READING TEXT -

Beau Weston — July 9, 2012
"Long before Slaughter wrote her article for The Atlantic, when
she floated the idea of writing it to a female colleague, she was told
that it would be a “terrible signal to younger generations of women.”
Presumably, this is because having children is compulsory, so it’s best
not to demoralize them."
No, I think Slaughter's colleague thought younger women would be demoralized because having a career is thought to be compulsory. Many more women want children than want all-consuming careers.
Holy Hyrax — July 9, 2012
I didn't read all the comments so I may be the only one disagreeing here. Your comment here:
"I wish that men and women could choose children and know that the conditions under which they parent will be conducive to happiness. "
is the crux of my disagreement. What conditions are we talking about here? (that is a rhetorical question). Have conditions ever been perfect? Life is hard. Life is full of choices. Relatively speaking, this is probably the easiest time to raise children than any other time in human history. Are there some challenges? Ya. There will always be. One thing I don't do, is blame others (ie. government) for the conditions I am in and how it bares on my happiness. I have three children. I live in a small apartment. Both my wife and I work. It gets difficult and things are sacrificed. But we never sit around and pout that we are somehow victims of things beyond our forces and that the only way true happiness will be achieved is if government swoops in and provides me something. That's not happiness because inevitably, something else will cause unhappiness in which you will find something else to blame. Happiness is a condition of choice, even in times of some hardships or when it seems you haven't fully achieved what you wanted to on all fronts.
In my opinion, in the end, it's a mentality issue, not a government one.
leah — July 9, 2012
Child care should cost more than college - at least because the ratios of providers to recipients is much much lower. College education is not inherently more valuable than child care for pre-school aged children. It can surely be argued that the quality of care in infant and toddlerhood has far more lifelong impact than any 4 years spent in higher education. This is what women are up against, in their role as providers of child care, it is so devalued that even in a argument acknowledging that struggle, it is devalued again.

STORED RECORDS -

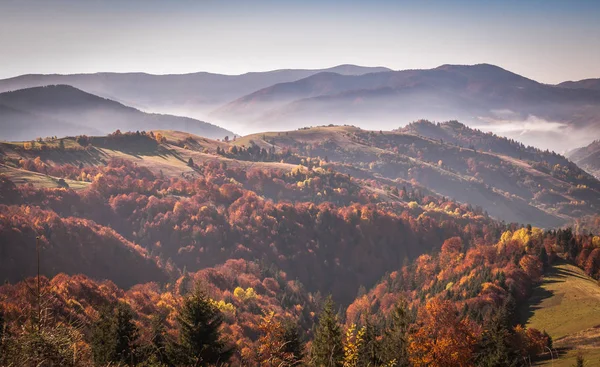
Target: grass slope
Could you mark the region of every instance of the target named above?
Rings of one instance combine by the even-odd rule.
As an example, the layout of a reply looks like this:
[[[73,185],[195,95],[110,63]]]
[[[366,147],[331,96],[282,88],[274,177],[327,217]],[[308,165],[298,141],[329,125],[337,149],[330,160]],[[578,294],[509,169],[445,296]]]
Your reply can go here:
[[[530,298],[527,326],[546,330],[560,351],[554,366],[600,366],[600,286],[576,266],[555,264]],[[552,366],[548,360],[540,365]]]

PROBLEMS AND TASKS -
A - For the comment thread, say whether each statement agrees with it, answering yes or no and quoting the words that decide it: (i) Holy Hyrax and his wife both have jobs; (ii) leah argues that college should cost more than child care; (iii) Beau Weston says more women want all-consuming careers than want children.
B - Render as a Markdown table with the columns Row and Line the part of the listing that opens at its first line and closes with the line containing "[[[73,185],[195,95],[110,63]]]", both ends included, skipping blank lines and leaving out the pictures.
The listing is unrelated to the comment thread.

EXPECTED RESPONSES -
A -
(i) Yes: "Both my wife and I work."
(ii) No: "Child care should cost more than college"
(iii) No: "Many more women want children than want all-consuming careers."

B -
| Row | Line |
|---|---|
| 1 | Target: grass slope |
| 2 | Could you mark the region of every instance of the target named above? |
| 3 | Rings of one instance combine by the even-odd rule. |
| 4 | As an example, the layout of a reply looks like this: |
| 5 | [[[73,185],[195,95],[110,63]]] |